__EXTRAIT FOURNI__.

*-*-*

Goran Stefanovski, auteur macédonien à qui l’on doit notamment le brillant « Démon de Debarmaalo », rend un hommage vibrant à l’un de ses compatriotes et modèles Vojdan Černodrinski. Dans ce livre “Černodrinski revient à la maison” paru aux éditions l’espace d’un instant il dresse un portrait fragmenté du célèbre dramaturge au travers de courtes scènes ubuesques. 
 
images
« La liaison : Vous êtes Černodrinski ? 
Belodrinski se met à pleurer 
Belodrinski : Oh ! Non, non, non ! 
La liaison : Qu’est-ce qui vous prend ? 
Belodrinski : Ce nom ! On n’entend que ce nom ! Cela devient insupportable. Je n’ai pas de commandes depuis trois mois. Je dois payer mon loyer, mon chauffage, mes sous-vêtements. Savez-vous quel est le prix de la soie ? Ne prononcez plus ce nom ! Partout où je vais, on meconfond avec la concurrence. Černodrinski écrit des tragédies et moi des comédies. Je suis Belodrinski. »

*-*-*

__DONNÉES ENREGISTRÉES__.
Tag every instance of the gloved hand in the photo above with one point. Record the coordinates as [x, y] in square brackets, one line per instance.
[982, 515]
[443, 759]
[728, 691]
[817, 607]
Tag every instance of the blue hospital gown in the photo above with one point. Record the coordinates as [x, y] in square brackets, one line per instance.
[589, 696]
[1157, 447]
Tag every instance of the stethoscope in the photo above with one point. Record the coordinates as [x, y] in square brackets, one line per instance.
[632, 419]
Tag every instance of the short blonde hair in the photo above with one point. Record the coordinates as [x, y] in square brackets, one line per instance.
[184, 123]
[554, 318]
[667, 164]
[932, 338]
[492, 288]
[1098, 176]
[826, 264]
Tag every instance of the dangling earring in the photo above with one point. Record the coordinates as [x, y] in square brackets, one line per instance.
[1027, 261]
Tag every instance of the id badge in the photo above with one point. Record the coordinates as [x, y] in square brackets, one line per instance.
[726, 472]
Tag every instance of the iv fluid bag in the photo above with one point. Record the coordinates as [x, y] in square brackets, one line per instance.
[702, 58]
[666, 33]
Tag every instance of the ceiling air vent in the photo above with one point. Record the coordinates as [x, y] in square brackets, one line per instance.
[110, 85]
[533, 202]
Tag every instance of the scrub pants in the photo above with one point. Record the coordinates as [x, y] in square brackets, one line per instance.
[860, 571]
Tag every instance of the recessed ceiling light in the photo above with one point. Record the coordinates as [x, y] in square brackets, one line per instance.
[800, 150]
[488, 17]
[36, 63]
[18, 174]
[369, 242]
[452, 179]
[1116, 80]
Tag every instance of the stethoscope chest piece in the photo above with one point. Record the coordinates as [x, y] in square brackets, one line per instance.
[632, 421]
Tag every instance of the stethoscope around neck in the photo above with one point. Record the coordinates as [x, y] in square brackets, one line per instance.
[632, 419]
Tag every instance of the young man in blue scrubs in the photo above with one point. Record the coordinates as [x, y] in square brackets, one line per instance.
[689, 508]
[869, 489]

*-*-*

__TRAVAIL À FAIRE__.
A. Recopiez le passage de l’extrait sur Černodrinski allant de « Goran Stefanovski, auteur » jusqu’à « vous prend ? » inclus, en échangeant « La liaison » contre « L’agent de liaison ».
B. Condensez sous forme de liste à puces le paragraphe de l’extrait sur Černodrinski qui commence par « Goran Stefanovski, auteur macédonien », en conservant ses faits principaux.

__RÉPONSES DANS L'ORDRE__.
A.
Goran Stefanovski, auteur macédonien à qui l’on doit notamment le brillant « Démon de Debarmaalo », rend un hommage vibrant à l’un de ses compatriotes et modèles Vojdan Černodrinski. Dans ce livre “Černodrinski revient à la maison” paru aux éditions l’espace d’un instant il dresse un portrait fragmenté du célèbre dramaturge au travers de courtes scènes ubuesques. 
 
images
« L’agent de liaison : Vous êtes Černodrinski ? 
Belodrinski se met à pleurer 
Belodrinski : Oh ! Non, non, non ! 
L’agent de liaison : Qu’est-ce qui vous prend ?

B.
- Goran Stefanovski, auteur macédonien connu notamment pour « Démon de Debarmaalo », rend hommage à Vojdan Černodrinski, l’un de ses compatriotes et modèles.
- Son livre « Černodrinski revient à la maison » est paru aux éditions l’espace d’un instant.
- Il y dresse un portrait fragmenté du dramaturge à travers de courtes scènes ubuesques.